(Work to be completed)
Can you write out the records from their start through the line containing "[(172, 394), (21, 418), (1121, 309)]", both ends included, with "photo" replaced by "image" and everything else unchanged? Leave the pictures out of your answer.

(Dataset extract)
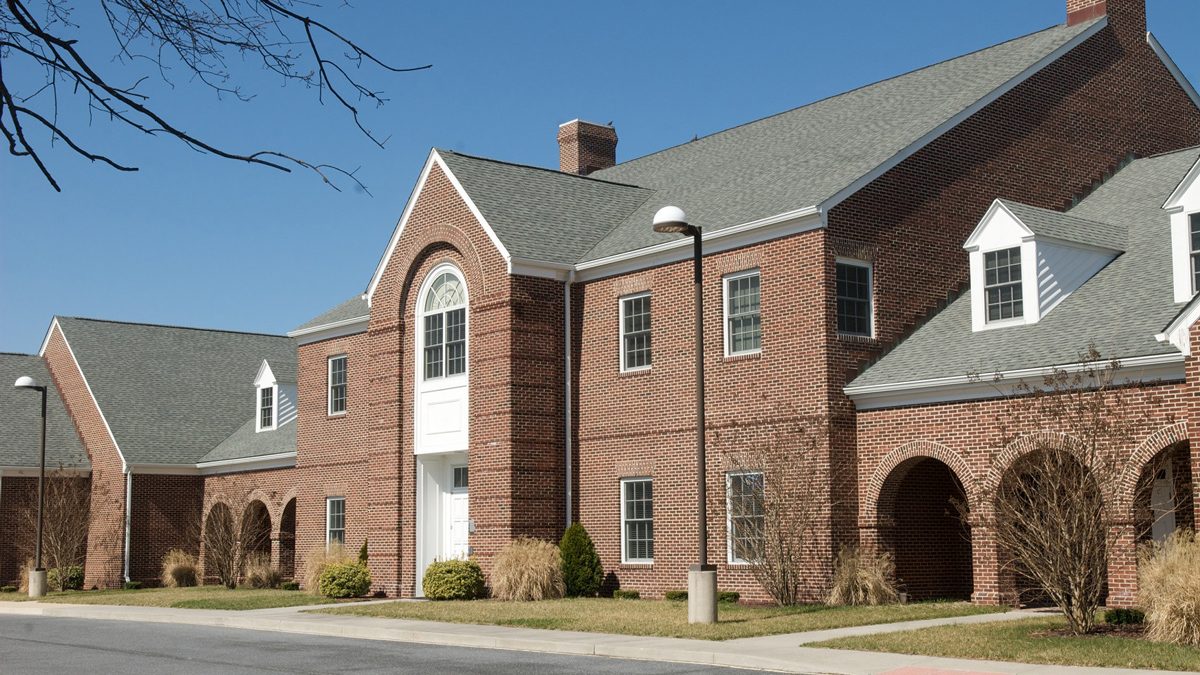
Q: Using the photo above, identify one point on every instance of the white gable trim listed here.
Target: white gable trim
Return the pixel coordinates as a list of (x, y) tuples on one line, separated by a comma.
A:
[(433, 160), (87, 386), (846, 192), (1173, 69)]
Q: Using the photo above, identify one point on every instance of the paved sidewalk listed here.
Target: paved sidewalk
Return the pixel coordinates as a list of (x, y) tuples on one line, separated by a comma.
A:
[(781, 653)]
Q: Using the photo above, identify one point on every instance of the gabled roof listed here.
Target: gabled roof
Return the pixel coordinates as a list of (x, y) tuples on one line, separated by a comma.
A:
[(172, 394), (21, 418), (1121, 309)]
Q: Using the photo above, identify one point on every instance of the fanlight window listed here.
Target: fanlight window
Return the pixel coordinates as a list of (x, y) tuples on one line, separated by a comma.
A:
[(445, 327)]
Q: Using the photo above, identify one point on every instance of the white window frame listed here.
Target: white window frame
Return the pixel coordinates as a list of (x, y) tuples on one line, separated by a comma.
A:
[(275, 407), (621, 348), (729, 513), (329, 386), (725, 310), (329, 512), (624, 539), (870, 296)]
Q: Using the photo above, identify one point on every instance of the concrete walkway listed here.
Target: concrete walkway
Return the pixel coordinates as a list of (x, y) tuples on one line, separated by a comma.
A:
[(781, 653)]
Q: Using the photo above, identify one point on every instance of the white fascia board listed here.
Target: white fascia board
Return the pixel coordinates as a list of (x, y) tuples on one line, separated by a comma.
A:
[(1155, 368), (846, 192), (433, 160), (125, 465), (755, 232), (1173, 69)]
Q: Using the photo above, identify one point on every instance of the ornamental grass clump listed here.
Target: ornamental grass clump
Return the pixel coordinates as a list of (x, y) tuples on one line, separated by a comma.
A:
[(1169, 589), (528, 569), (179, 569), (861, 578)]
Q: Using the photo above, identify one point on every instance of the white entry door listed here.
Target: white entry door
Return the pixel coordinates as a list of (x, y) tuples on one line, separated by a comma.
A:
[(460, 519)]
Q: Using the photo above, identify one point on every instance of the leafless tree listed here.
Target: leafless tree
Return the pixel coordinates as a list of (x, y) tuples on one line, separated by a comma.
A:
[(195, 39), (781, 500)]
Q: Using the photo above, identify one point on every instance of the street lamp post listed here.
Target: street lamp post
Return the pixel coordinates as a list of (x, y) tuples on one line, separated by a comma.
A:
[(37, 575), (702, 575)]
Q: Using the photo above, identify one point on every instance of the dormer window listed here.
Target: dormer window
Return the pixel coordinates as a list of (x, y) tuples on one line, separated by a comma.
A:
[(1002, 279)]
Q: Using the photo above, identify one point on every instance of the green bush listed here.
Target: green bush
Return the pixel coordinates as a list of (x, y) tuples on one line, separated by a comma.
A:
[(345, 580), (454, 580), (1125, 616), (582, 571)]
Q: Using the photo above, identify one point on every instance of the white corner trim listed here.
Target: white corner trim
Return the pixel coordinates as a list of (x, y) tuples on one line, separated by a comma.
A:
[(911, 149), (87, 386), (1161, 52), (1168, 368), (433, 160)]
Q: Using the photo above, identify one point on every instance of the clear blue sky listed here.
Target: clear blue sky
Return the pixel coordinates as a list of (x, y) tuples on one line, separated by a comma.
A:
[(196, 240)]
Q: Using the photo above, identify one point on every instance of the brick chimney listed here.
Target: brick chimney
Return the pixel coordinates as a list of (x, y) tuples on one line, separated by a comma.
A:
[(1127, 17), (585, 147)]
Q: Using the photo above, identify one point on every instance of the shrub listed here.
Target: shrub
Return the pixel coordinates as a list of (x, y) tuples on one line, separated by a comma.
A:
[(179, 569), (582, 572), (861, 577), (528, 569), (345, 580), (454, 580), (259, 573), (316, 561), (1169, 589), (1125, 616)]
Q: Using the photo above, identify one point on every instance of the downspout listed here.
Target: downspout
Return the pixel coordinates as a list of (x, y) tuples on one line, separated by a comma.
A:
[(567, 390)]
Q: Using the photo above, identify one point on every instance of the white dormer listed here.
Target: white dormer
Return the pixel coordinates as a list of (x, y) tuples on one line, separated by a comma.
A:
[(1025, 261), (274, 400), (1183, 204)]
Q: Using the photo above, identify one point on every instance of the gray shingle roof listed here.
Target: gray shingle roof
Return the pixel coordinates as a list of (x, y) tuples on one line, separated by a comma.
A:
[(354, 308), (172, 394), (21, 418), (1120, 310), (245, 442), (1069, 227)]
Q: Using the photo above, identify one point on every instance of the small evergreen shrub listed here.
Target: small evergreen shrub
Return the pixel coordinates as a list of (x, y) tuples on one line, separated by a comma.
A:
[(345, 580), (1121, 616), (582, 572), (528, 569), (454, 580), (179, 569), (1169, 589)]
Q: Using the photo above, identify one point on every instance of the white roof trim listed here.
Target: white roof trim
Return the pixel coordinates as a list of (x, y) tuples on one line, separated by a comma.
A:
[(994, 384), (1161, 52), (435, 159), (904, 154), (125, 465)]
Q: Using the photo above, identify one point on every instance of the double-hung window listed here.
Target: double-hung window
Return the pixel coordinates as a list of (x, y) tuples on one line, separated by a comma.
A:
[(337, 384), (853, 296), (635, 332), (743, 318), (744, 495), (637, 520), (1002, 284), (335, 520)]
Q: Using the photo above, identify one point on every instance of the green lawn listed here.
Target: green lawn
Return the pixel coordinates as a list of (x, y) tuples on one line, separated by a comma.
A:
[(1019, 640), (199, 597), (658, 617)]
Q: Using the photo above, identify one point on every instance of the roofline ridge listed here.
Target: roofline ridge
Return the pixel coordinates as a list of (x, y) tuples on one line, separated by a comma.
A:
[(543, 169), (859, 88), (172, 326)]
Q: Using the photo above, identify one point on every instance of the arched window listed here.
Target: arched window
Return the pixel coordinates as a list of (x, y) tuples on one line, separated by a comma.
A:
[(444, 324)]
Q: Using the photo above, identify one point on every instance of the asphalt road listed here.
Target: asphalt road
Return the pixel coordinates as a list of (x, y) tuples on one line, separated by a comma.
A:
[(35, 644)]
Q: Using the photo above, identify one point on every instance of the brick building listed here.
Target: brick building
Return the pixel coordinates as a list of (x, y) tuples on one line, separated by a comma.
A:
[(521, 357)]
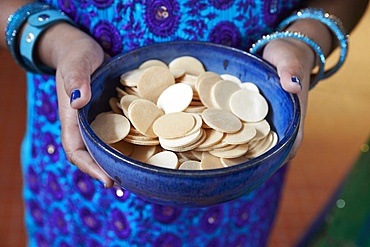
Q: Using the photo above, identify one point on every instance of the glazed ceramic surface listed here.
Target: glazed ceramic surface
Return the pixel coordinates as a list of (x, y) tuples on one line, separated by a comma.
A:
[(192, 188)]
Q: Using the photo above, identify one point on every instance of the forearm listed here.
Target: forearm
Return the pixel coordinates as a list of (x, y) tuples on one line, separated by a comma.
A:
[(7, 8), (348, 11)]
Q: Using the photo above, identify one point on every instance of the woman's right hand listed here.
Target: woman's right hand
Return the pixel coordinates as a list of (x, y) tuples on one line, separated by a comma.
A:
[(75, 56)]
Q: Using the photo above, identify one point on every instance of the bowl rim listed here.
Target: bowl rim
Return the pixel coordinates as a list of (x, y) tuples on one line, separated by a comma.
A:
[(290, 133)]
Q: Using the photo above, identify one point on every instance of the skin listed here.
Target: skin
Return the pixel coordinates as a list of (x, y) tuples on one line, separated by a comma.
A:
[(75, 55)]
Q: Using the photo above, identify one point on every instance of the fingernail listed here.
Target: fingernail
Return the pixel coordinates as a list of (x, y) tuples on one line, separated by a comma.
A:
[(295, 79), (76, 94), (102, 183)]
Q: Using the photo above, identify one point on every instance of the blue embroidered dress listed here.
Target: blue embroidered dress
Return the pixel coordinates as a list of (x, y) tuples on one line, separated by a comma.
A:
[(65, 207)]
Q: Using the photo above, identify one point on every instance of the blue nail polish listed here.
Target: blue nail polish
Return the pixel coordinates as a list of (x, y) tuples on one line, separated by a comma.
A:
[(102, 183), (295, 79), (75, 95)]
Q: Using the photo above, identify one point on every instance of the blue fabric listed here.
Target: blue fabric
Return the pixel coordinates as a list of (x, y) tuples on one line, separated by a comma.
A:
[(65, 207)]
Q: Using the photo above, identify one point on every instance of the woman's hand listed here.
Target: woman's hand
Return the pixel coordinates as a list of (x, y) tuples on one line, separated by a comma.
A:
[(294, 61), (75, 55)]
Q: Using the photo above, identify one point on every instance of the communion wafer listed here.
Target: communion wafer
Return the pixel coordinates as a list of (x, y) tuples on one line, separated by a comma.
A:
[(194, 115), (190, 165), (142, 114), (209, 162), (153, 81), (175, 98), (174, 125), (143, 153), (190, 64), (165, 159), (151, 63), (232, 78), (249, 106), (221, 120), (244, 135), (227, 162), (221, 93)]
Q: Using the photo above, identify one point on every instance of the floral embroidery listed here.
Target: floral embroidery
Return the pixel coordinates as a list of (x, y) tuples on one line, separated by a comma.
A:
[(80, 205), (162, 17), (108, 37)]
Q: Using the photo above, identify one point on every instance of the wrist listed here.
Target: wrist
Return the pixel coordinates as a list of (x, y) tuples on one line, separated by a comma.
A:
[(52, 42), (316, 30)]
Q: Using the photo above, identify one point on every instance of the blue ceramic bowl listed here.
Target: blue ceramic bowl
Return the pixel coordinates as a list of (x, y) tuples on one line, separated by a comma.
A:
[(192, 188)]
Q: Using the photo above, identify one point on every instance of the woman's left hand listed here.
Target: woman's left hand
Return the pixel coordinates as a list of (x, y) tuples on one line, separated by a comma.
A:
[(294, 61)]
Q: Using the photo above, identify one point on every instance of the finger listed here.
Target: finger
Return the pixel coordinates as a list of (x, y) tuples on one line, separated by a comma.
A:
[(75, 73), (72, 141), (290, 77), (75, 76)]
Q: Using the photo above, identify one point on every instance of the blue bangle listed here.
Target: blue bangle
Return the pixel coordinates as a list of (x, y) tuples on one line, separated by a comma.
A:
[(332, 22), (294, 35), (36, 24), (15, 23)]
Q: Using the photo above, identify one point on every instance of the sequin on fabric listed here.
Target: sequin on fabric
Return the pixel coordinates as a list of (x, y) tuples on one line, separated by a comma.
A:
[(65, 207)]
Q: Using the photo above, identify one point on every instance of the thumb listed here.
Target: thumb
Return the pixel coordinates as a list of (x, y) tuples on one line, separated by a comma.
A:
[(75, 76)]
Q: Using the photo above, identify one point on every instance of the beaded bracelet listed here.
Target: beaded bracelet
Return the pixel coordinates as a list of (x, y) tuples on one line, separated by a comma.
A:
[(36, 18), (36, 24), (315, 78), (15, 23), (332, 22)]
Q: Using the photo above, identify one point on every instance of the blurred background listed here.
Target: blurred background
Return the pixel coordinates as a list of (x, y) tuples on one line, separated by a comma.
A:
[(337, 129)]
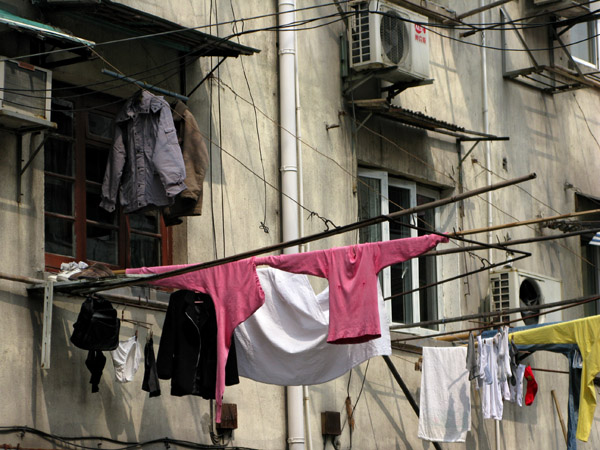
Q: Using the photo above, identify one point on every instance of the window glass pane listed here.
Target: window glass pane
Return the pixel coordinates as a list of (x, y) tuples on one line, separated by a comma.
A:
[(583, 49), (58, 157), (369, 205), (101, 126), (62, 115), (145, 250), (148, 221), (401, 274), (95, 163), (58, 196), (93, 209), (591, 274), (427, 266), (59, 236), (101, 244)]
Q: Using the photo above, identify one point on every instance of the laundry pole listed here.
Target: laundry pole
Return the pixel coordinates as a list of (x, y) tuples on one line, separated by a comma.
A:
[(289, 182)]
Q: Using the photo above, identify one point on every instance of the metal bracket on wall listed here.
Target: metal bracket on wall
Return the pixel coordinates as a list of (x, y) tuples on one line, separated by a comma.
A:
[(547, 78), (20, 168), (47, 323)]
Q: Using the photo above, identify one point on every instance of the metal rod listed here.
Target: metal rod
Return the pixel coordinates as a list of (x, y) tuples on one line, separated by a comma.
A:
[(524, 222), (485, 315), (562, 422), (144, 85), (521, 38), (207, 75), (404, 388), (446, 280), (317, 236), (511, 243), (463, 334), (482, 9)]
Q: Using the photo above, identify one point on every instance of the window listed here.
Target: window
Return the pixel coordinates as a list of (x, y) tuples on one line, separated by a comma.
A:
[(378, 193), (590, 251), (76, 228), (584, 48)]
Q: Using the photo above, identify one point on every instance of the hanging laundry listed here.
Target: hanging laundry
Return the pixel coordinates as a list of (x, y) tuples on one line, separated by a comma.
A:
[(95, 363), (285, 341), (445, 406), (516, 390), (187, 354), (97, 325), (472, 361), (531, 386), (195, 156), (126, 359), (150, 383), (586, 334), (352, 275), (145, 167), (491, 390), (570, 351), (237, 294)]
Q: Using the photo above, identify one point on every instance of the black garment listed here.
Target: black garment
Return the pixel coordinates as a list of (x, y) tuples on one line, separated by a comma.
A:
[(187, 354), (97, 326), (150, 383), (95, 363)]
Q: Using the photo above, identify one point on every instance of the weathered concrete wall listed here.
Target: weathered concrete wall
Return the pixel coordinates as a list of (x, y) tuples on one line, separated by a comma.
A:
[(554, 136)]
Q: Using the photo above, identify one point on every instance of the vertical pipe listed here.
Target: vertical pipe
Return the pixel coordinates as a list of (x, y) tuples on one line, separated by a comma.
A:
[(289, 182), (488, 160)]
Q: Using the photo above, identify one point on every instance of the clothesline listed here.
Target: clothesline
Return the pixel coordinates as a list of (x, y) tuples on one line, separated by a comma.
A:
[(495, 313), (310, 238), (508, 322)]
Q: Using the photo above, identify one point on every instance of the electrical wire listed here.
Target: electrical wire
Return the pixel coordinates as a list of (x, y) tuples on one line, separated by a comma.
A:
[(166, 33), (263, 225), (429, 26), (125, 445)]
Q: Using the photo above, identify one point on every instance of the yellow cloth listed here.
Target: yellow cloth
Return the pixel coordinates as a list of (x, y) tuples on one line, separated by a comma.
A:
[(586, 334)]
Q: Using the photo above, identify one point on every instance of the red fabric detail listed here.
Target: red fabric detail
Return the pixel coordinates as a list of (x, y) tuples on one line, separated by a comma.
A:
[(531, 386)]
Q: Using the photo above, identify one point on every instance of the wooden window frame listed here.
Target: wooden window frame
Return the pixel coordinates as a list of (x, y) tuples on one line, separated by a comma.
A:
[(82, 139)]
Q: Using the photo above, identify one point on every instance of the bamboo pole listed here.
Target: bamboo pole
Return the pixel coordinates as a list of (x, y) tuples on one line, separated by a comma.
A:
[(503, 312), (511, 243), (562, 422), (311, 238), (524, 222)]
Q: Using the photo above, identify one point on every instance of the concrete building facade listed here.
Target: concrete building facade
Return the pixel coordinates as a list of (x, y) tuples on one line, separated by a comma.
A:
[(477, 118)]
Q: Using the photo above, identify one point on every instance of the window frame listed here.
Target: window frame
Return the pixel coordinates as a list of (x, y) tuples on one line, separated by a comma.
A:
[(593, 41), (82, 139), (386, 180)]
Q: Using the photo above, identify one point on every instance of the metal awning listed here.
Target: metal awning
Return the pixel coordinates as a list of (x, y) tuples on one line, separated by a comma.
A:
[(41, 29), (383, 108), (133, 22)]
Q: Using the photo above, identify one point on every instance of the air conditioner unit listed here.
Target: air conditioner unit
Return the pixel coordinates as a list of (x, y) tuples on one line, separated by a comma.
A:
[(383, 35), (562, 8), (25, 94), (513, 288)]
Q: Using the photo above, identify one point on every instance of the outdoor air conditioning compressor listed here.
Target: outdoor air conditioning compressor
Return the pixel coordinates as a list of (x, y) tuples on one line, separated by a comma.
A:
[(514, 288), (383, 35)]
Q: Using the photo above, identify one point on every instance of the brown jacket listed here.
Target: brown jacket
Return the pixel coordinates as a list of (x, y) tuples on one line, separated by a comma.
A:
[(195, 157)]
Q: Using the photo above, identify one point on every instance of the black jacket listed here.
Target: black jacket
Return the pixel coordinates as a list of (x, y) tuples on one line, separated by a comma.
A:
[(187, 354)]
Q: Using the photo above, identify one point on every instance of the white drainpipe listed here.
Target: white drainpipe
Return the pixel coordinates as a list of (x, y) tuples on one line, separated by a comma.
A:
[(289, 182), (488, 161)]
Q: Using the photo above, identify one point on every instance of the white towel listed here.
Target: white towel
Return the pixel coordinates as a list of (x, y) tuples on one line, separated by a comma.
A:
[(445, 414), (285, 341)]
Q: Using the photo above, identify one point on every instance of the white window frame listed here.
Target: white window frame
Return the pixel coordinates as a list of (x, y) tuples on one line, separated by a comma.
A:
[(385, 182), (593, 28)]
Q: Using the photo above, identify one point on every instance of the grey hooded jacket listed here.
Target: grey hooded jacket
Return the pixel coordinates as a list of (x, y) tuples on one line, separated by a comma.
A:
[(145, 166)]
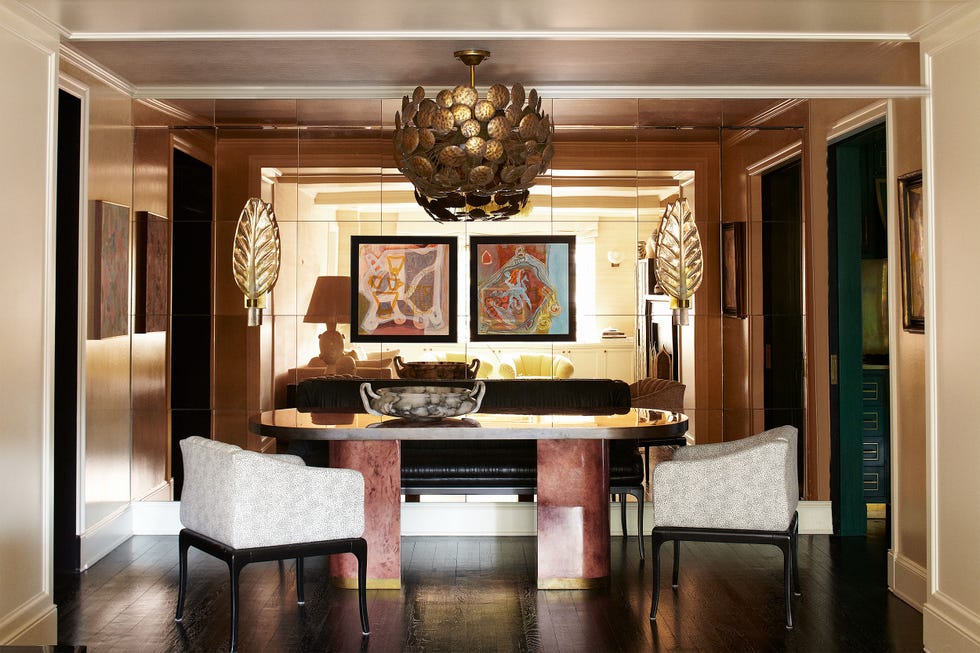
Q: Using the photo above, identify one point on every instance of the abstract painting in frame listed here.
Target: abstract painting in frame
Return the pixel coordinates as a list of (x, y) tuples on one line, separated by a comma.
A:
[(522, 288), (152, 236), (733, 269), (110, 269), (912, 232), (403, 289)]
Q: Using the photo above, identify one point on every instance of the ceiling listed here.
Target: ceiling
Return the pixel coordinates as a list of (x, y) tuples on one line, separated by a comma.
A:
[(565, 48)]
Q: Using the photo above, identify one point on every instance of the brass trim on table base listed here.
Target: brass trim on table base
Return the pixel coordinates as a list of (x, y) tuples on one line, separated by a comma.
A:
[(572, 583), (372, 583)]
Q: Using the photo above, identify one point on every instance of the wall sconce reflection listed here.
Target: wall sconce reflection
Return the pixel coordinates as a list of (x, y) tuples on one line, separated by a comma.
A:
[(256, 256)]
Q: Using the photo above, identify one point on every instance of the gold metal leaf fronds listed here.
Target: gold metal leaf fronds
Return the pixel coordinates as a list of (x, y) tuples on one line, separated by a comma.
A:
[(680, 262), (256, 256)]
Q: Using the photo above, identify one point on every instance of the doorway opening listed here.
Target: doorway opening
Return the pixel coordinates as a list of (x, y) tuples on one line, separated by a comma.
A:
[(858, 266)]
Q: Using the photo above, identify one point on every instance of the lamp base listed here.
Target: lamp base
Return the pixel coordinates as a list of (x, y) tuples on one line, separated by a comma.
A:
[(332, 353)]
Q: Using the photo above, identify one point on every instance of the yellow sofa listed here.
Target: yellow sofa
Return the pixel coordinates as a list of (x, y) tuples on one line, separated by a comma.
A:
[(553, 366)]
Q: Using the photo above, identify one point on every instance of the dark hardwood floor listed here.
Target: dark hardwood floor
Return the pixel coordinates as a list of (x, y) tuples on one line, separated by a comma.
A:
[(478, 594)]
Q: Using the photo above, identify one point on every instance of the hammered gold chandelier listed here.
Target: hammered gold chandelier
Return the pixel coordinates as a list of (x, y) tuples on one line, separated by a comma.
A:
[(471, 158)]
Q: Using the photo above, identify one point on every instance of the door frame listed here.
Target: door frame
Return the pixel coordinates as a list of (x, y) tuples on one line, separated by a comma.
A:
[(847, 487)]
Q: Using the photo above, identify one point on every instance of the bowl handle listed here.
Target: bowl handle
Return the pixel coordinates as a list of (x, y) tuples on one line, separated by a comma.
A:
[(479, 389), (399, 364), (366, 391)]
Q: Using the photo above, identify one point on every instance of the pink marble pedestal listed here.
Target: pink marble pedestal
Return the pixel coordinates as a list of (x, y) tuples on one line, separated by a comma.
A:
[(573, 514), (380, 463)]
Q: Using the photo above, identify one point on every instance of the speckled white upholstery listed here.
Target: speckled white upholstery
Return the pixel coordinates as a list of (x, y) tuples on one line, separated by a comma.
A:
[(745, 484), (246, 499)]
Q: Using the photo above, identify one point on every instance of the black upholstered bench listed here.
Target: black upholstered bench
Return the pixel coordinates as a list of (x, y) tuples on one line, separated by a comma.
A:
[(487, 466)]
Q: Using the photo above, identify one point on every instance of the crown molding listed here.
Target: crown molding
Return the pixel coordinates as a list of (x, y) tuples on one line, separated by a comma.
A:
[(92, 67), (556, 92), (496, 35)]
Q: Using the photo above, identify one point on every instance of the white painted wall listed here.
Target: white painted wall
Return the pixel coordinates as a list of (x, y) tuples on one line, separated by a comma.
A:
[(28, 73), (951, 617)]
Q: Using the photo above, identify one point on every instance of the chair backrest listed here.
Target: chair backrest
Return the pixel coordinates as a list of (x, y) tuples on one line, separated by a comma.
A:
[(663, 394), (749, 483), (246, 499)]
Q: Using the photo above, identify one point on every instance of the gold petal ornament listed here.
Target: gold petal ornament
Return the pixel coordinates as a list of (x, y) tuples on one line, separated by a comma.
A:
[(680, 261), (471, 158), (256, 256)]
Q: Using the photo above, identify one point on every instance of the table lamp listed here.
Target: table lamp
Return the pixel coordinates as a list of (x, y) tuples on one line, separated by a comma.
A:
[(330, 304)]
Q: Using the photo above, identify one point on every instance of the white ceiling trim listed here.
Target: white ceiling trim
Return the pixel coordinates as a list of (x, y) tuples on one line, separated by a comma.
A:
[(96, 70), (427, 35), (555, 92)]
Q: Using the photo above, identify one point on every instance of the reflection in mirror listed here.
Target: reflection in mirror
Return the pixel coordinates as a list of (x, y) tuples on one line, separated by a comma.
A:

(Finished exercise)
Q: Using the image above, identify one point on every instance of the white gable trim listed here.
Target: white gable trim
Return the pixel coordinates as a list of (x, y) tuples on one line, separated by a comma.
A:
[(433, 160), (87, 386), (846, 192), (1173, 69)]
Q: Using the image above, identify one point on every instance of the paved sidewalk listed here.
Target: paved sidewalk
Return the pixel coordinates as a list of (x, y) tuples on one line, separated by a comma.
A:
[(781, 653)]
Q: Using the image above, identify one point on every instance of the gabled roof listed here.
Target: gabled roof
Return the pixel coordinates as a list of (x, y) tuples on one line, separated by a comma.
A:
[(172, 394), (21, 418), (1121, 309)]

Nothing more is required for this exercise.